To be done: Your task is to transcribe all of the records exactly and leave out the pictures.

────

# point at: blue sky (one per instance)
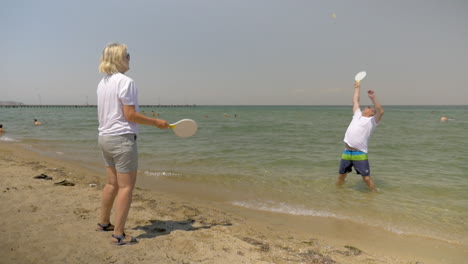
(239, 52)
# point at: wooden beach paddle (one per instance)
(184, 128)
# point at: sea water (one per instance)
(285, 159)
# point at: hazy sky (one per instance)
(238, 52)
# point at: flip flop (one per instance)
(105, 228)
(65, 183)
(121, 240)
(43, 177)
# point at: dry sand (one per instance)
(41, 222)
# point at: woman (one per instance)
(118, 118)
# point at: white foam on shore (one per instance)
(161, 173)
(279, 207)
(270, 206)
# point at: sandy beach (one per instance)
(42, 222)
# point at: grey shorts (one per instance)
(120, 152)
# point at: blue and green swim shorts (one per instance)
(356, 159)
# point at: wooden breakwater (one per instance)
(81, 106)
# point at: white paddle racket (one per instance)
(184, 128)
(360, 76)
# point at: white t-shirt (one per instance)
(113, 92)
(359, 131)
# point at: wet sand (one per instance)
(41, 222)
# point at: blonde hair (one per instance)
(114, 59)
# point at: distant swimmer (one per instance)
(357, 137)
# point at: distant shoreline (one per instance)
(80, 106)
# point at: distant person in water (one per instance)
(357, 137)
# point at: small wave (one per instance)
(161, 173)
(271, 206)
(8, 139)
(284, 208)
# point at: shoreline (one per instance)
(44, 223)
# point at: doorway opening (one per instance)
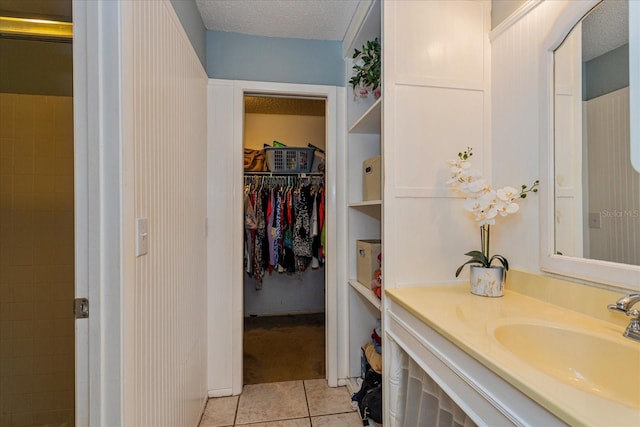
(284, 285)
(37, 327)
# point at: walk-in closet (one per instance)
(284, 238)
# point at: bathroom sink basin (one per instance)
(597, 363)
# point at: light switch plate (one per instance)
(142, 236)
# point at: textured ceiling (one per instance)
(605, 28)
(279, 105)
(298, 19)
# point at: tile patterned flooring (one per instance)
(309, 403)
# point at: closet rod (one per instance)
(299, 175)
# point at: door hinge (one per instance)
(81, 308)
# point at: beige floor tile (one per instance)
(298, 422)
(324, 400)
(220, 412)
(272, 402)
(351, 419)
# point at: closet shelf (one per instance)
(300, 175)
(372, 208)
(370, 121)
(366, 292)
(366, 203)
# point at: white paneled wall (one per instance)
(607, 134)
(164, 162)
(515, 62)
(436, 103)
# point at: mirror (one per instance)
(597, 189)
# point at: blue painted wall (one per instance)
(191, 21)
(237, 56)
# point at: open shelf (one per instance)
(366, 203)
(370, 121)
(372, 208)
(366, 292)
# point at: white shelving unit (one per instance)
(364, 218)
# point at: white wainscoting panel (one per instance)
(164, 93)
(612, 179)
(515, 128)
(436, 104)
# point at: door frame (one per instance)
(97, 53)
(233, 154)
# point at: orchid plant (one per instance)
(485, 204)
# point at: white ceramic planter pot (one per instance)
(487, 282)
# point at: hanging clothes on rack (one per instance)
(284, 221)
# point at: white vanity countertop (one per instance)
(467, 320)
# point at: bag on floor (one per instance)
(371, 405)
(372, 382)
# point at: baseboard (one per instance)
(222, 392)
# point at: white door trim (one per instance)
(97, 145)
(335, 134)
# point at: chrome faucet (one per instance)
(625, 305)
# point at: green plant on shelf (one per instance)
(366, 67)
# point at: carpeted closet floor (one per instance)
(284, 348)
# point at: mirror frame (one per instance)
(606, 273)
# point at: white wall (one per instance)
(618, 239)
(436, 104)
(516, 56)
(164, 180)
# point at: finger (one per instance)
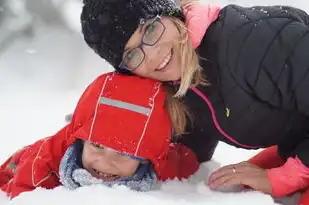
(230, 170)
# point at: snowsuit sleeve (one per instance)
(33, 166)
(37, 165)
(276, 72)
(181, 163)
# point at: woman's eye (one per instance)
(130, 55)
(150, 28)
(97, 146)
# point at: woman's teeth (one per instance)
(165, 61)
(101, 174)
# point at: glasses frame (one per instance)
(158, 18)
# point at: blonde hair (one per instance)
(191, 75)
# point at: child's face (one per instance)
(107, 164)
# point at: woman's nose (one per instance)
(151, 53)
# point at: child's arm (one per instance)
(289, 178)
(34, 166)
(181, 163)
(198, 18)
(38, 166)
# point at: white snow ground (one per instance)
(40, 82)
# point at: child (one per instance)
(119, 135)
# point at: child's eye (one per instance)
(97, 146)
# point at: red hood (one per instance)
(127, 113)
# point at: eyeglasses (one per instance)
(152, 34)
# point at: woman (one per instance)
(249, 90)
(113, 139)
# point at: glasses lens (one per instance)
(133, 58)
(153, 32)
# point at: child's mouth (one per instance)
(105, 176)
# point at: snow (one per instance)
(41, 79)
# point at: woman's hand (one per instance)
(243, 173)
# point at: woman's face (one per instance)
(107, 164)
(161, 60)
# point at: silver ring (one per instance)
(234, 170)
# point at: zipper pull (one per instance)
(227, 112)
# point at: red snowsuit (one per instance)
(97, 119)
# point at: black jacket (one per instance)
(257, 61)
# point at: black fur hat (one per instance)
(107, 25)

────

Output:
# point at: blue sky (one per instance)
(239, 52)
# point at: wooden beach paddle (one per instance)
(184, 128)
# point at: sea water (one per instance)
(285, 159)
# point at: hazy sky (one per instance)
(238, 52)
# point at: flip flop (one per instance)
(105, 228)
(65, 183)
(121, 240)
(43, 177)
# point at: dry sand (one per instance)
(41, 222)
# point at: woman (one per instance)
(118, 118)
# point at: white foam on shore (one per instance)
(161, 173)
(279, 207)
(270, 206)
# point at: sandy beach (one per instance)
(42, 222)
# point at: grey shorts (one per instance)
(120, 152)
# point at: blue and green swim shorts (one per instance)
(356, 159)
# point at: wooden breakwater (one per instance)
(81, 106)
# point at: white paddle racket (one per instance)
(184, 128)
(360, 76)
# point at: white t-shirt (one per instance)
(113, 92)
(359, 131)
# point at: wet sand (one per instance)
(41, 222)
# point at: blonde hair (one per instance)
(114, 59)
# point at: distant swimmer (one per instance)
(357, 137)
# point at: distant shoreline (one per instance)
(80, 106)
# point at: distant person in water (one per instance)
(357, 137)
# point at: small wave (one per instance)
(161, 173)
(271, 206)
(8, 139)
(284, 208)
# point at: shoreline (one per instance)
(44, 223)
# point at: doorway opening (one per instance)
(284, 285)
(37, 327)
# point at: walk-in closet (one per instance)
(284, 238)
# point at: bathroom sink basin (one per instance)
(597, 363)
# point at: light switch plate (one per instance)
(142, 236)
# point at: textured ceiling (one per instance)
(605, 28)
(279, 105)
(298, 19)
# point at: tile patterned flooring (one per instance)
(309, 403)
# point at: closet rod (one per instance)
(299, 175)
# point at: door hinge (one per instance)
(81, 308)
# point at: beige floor tile (one per instance)
(298, 422)
(324, 400)
(220, 412)
(272, 402)
(351, 419)
# point at: closet shelf (one per instance)
(300, 175)
(372, 208)
(370, 121)
(366, 292)
(366, 203)
# point at: white paneled wall (one per instance)
(607, 134)
(164, 162)
(515, 62)
(436, 103)
# point at: mirror (one per instance)
(597, 189)
# point at: blue painted wall (one per instance)
(191, 21)
(237, 56)
# point at: open shelf (one per instance)
(366, 203)
(370, 121)
(372, 208)
(366, 292)
# point at: white shelving unit (one per instance)
(364, 218)
# point at: white wainscoting panel (one per instance)
(164, 93)
(612, 179)
(515, 128)
(436, 104)
# point at: door frame (one per instance)
(97, 53)
(233, 154)
# point at: orchid plant (one per instance)
(485, 204)
# point at: white ceramic planter pot (one per instance)
(487, 282)
# point at: hanging clothes on rack (one per instance)
(284, 221)
# point at: white vanity countertop (one per instance)
(467, 320)
# point at: bag on floor (one per instance)
(371, 405)
(372, 382)
# point at: baseboard (one per instance)
(222, 392)
# point at: white door trim (one per instance)
(97, 145)
(335, 134)
# point at: chrome faucet (one per instance)
(625, 305)
# point at: green plant on shelf (one per instance)
(366, 67)
# point at: carpeted closet floor (one per instance)
(284, 348)
# point at: mirror frame (one per instance)
(606, 273)
# point at: white wall (one per instance)
(618, 239)
(436, 104)
(516, 56)
(164, 180)
# point at: finger (one per instance)
(230, 170)
# point at: snowsuit sleeve (one per instance)
(33, 166)
(37, 165)
(276, 72)
(181, 163)
# point at: woman's eye (one per instance)
(130, 55)
(150, 28)
(97, 146)
# point at: woman's teeth (one per instance)
(165, 61)
(101, 174)
# point at: glasses frame (one per instance)
(158, 18)
# point at: blonde hair (one per instance)
(191, 75)
# point at: child's face (one per instance)
(107, 164)
# point at: woman's nose (one per instance)
(151, 53)
# point at: child's arm (one per instance)
(289, 178)
(34, 166)
(181, 163)
(198, 18)
(38, 166)
# point at: white snow ground (one per instance)
(40, 82)
# point at: child (one per instance)
(119, 135)
# point at: child's eye (one per instance)
(97, 146)
# point at: red hood (one per instance)
(127, 113)
# point at: eyeglasses (one per instance)
(152, 34)
# point at: woman (one per instance)
(249, 90)
(113, 139)
# point at: glasses lens (one per instance)
(133, 58)
(153, 32)
# point at: child's mouth (one per instance)
(105, 176)
# point at: snow (one per instance)
(41, 79)
# point at: woman's hand (one per instance)
(243, 173)
# point at: woman's face (one per instance)
(107, 164)
(161, 60)
# point at: silver ring (one per instance)
(234, 170)
# point at: zipper pull (one per instance)
(227, 112)
# point at: red snowsuit (one per instance)
(97, 119)
# point at: black jacket (one per instance)
(257, 61)
# point at: black fur hat (one per instance)
(107, 25)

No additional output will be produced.